● **Point-based labeling data**
---------------

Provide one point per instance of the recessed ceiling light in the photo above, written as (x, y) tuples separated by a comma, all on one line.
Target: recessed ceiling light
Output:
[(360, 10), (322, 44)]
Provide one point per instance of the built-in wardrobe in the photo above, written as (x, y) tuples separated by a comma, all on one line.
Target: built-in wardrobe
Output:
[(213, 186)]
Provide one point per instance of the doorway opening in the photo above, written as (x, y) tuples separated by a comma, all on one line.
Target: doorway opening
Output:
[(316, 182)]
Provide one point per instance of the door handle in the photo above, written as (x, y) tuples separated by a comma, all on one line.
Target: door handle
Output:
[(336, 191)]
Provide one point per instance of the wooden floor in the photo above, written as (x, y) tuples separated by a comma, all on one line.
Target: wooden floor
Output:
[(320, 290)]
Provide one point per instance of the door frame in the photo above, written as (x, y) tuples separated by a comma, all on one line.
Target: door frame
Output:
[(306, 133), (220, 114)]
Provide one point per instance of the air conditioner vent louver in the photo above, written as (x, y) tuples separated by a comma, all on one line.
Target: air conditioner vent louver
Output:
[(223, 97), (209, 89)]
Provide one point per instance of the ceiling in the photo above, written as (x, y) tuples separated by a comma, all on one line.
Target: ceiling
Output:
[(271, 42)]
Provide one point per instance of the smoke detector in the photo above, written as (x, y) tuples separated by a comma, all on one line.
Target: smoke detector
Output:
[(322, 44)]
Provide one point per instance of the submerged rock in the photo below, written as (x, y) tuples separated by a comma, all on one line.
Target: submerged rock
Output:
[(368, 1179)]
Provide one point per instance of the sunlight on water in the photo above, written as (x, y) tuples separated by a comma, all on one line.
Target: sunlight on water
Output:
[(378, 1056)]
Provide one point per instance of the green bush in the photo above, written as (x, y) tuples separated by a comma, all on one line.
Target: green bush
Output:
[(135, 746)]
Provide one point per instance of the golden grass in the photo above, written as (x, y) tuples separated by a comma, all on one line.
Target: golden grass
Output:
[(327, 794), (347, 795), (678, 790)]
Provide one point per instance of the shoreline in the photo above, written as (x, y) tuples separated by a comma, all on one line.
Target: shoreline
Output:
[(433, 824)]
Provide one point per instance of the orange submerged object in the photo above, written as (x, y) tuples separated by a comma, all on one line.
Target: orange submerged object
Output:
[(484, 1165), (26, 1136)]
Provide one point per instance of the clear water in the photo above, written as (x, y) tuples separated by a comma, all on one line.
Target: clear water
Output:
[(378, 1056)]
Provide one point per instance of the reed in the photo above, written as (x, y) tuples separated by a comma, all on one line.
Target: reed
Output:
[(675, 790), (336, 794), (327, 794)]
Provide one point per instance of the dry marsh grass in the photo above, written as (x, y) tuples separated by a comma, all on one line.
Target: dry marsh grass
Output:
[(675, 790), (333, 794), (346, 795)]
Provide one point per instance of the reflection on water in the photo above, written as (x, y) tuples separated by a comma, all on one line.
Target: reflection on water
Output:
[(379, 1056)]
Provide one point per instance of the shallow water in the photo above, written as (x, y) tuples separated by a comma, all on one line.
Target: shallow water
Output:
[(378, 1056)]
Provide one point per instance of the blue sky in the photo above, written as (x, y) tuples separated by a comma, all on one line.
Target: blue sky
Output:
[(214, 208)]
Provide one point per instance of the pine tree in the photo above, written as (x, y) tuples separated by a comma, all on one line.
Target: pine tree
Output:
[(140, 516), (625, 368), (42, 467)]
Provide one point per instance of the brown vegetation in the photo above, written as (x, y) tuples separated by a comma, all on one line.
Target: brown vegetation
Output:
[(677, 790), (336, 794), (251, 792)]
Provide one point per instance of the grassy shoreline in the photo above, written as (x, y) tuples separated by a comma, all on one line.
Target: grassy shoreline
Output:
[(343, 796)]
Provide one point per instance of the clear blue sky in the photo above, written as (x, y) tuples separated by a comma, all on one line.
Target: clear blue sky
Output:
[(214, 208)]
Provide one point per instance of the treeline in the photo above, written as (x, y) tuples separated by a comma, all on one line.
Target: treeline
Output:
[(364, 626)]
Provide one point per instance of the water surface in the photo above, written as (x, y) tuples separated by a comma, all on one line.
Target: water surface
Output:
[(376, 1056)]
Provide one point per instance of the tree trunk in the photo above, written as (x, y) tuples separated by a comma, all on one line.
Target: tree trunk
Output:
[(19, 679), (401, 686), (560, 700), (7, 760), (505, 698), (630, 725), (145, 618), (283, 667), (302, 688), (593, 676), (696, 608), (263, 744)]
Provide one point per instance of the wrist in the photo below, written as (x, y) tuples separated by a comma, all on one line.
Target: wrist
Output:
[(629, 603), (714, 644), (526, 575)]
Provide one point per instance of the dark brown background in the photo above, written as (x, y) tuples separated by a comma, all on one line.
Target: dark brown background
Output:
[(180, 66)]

---------------

● **Do this**
Rewrite the whole listing with "one point per instance" changed to "a single point for each instance" everywhere it occurs. Keep everything else the same.

● **Complete answer**
Provide a single point for each instance of the recessed ceiling light in the photo above, written as (x, y) tuples separated by a comma, all on one line.
Target: recessed ceiling light
Output:
[(360, 10), (322, 44)]
Provide a single point for each instance of the built-in wardrobe in the photo above, written as (x, y) tuples separated by a comma, all on one line.
Target: built-in wardrobe
Output:
[(213, 186)]
Provide a single point for each instance of the doorway opening in the photo above, written as (x, y) tuples separated by a comma, all on one line.
Target: doorway opening
Output:
[(316, 182)]
Provide a single point for each instance of the door handle in the photo above, written as (x, y) tuples separated by a comma, all on one line.
Target: door handle
Output:
[(336, 191)]
Provide a single point for each instance of the wooden floor in the photo above, written as (x, y) tuples separated by a comma, all on one line.
Target: wooden floor
Output:
[(320, 290)]
Provide a single point for each instance of the door frame in the photo above, written as (x, y) tuples separated by a comma, all on one line.
Target: door frame
Output:
[(306, 133), (220, 114)]
Provide a single point for each instance of the air conditioner vent louver in the photo above, written as (x, y) tuples separated by a comma, all on one line.
Target: air conditioner vent louver
Output:
[(223, 97), (209, 89)]
Provide a single point for each instance of the ceiling in the photo above, written as (x, y) tuples separated by a comma, all on one line.
Target: ceiling
Output:
[(271, 42)]
Provide a single point for each instance of the smoke detector in the photo above, written as (x, y) tuples separated by a comma, all on one line.
Target: smoke detector
Output:
[(322, 44)]
Provide a single point for each instance of the submerged rock in the photo below, written as (x, y) tuples separated by a comma, all on one line.
Target: submerged rock
Output:
[(368, 1179)]
Provide a single point for each instance of the sunlight on water in the photo above, written as (x, y) tuples separated by a comma, all on one line.
Target: sunlight on water
Output:
[(378, 1056)]
Provide a single point for each instance of the green bush in the photo above, written as (x, y) tuples separated by a comma, all on one line.
Target: green bush
Output:
[(135, 746)]
Provide a single point for each instance of the golden grass in the photo above, written as (x, y) tuples separated by a comma, all on one line.
Target: golden grass
Output:
[(327, 794), (347, 795), (678, 790)]
Provide a single point for each instance of the shoreline in the photo above, written as (x, y) tuples separated by a comma, all on one line.
Target: shoreline
Output:
[(433, 824)]
Provide a single point for each instance of the orange submerged object in the photo above, written as (x, y) tuples separated by a comma, all on one line.
Target: orange submerged object
Output:
[(484, 1165), (26, 1136)]
Provide a single point for each instance of the clear water in the photo above, written as (x, y) tuples separated by a comma, all on one line.
Target: clear water
Output:
[(378, 1056)]
Provide a single point for each instance of the reed in the photo above, written as (x, y) tuples separated by a comma, all on one line.
Target: reed
Output:
[(675, 790), (336, 794), (327, 794)]
Provide a single point for each instance of the dry marsh grass in the photo above, written as (x, y) tuples separated by a comma, all on one line.
Target: dry marsh grass
Output:
[(675, 790), (333, 794), (346, 795)]
Provide a single point for each instance of the reflection on water in the photo above, written as (x, y) tuples separated by a comma, all on one line.
Target: reflection on water
Output:
[(379, 1056)]
Provide a single point for each instance of the shallow water in the photo above, written as (x, y) tuples separated by a comma, all on one line.
Target: shallow water
Output:
[(378, 1056)]
Provide a single point for each instance of the blue sky in the photo above, written as (x, y) tuples separated by a comma, all on one line.
Target: blue sky
Output:
[(214, 208)]
Provide a single point for each instance of the pine tree in the photo above, written as (x, y) tuples separated by a comma, all on one line.
Target: pine tree
Output:
[(140, 516), (625, 368), (42, 467)]
Provide a single point for each instance of the brown vegetation in the photo above, written as (x, y) tuples separated by a comma, all on one line.
Target: brown vegetation
Output:
[(677, 790), (336, 794), (251, 792)]
Provide a single point for each instance of the grassy shoreline in the photo above, written as (x, y) tuples separated by a comma, all on one line.
Target: grassy shoreline
Output:
[(343, 796)]
Provide a single point for each instance of the clear blue sky in the photo above, written as (x, y) tuples separated by a comma, all on one line.
Target: clear blue sky
Output:
[(214, 208)]
Provide a single point for each instance of the treeline in the photo above, written as (x, y) tuples separated by a comma, all on one line.
Target: treeline
Output:
[(364, 626)]
Provide a single point for each instance of the water surface in the photo above, written as (x, y) tuples separated by a comma, all on one line.
Target: water surface
Output:
[(376, 1056)]
Provide a single point for each instance of the tree trunk in the photo above, written as (x, y) tuples separated by a comma, all on one line.
Target: tree trunk
Output:
[(19, 679), (401, 686), (560, 700), (7, 760), (505, 698), (630, 725), (145, 618), (283, 667), (302, 688), (593, 676), (696, 608), (263, 744)]
Provide a single point for each instance of the wrist in the photo below, written as (x, y) tuples separated by a comma, all on one line.
Target: wrist
Output:
[(629, 603), (714, 644), (526, 575)]
Provide a single point for each instance of the dark brown background in the photo above, written as (x, y) tuples separated by a comma, all on one line.
Target: dark brown background
Output:
[(180, 66)]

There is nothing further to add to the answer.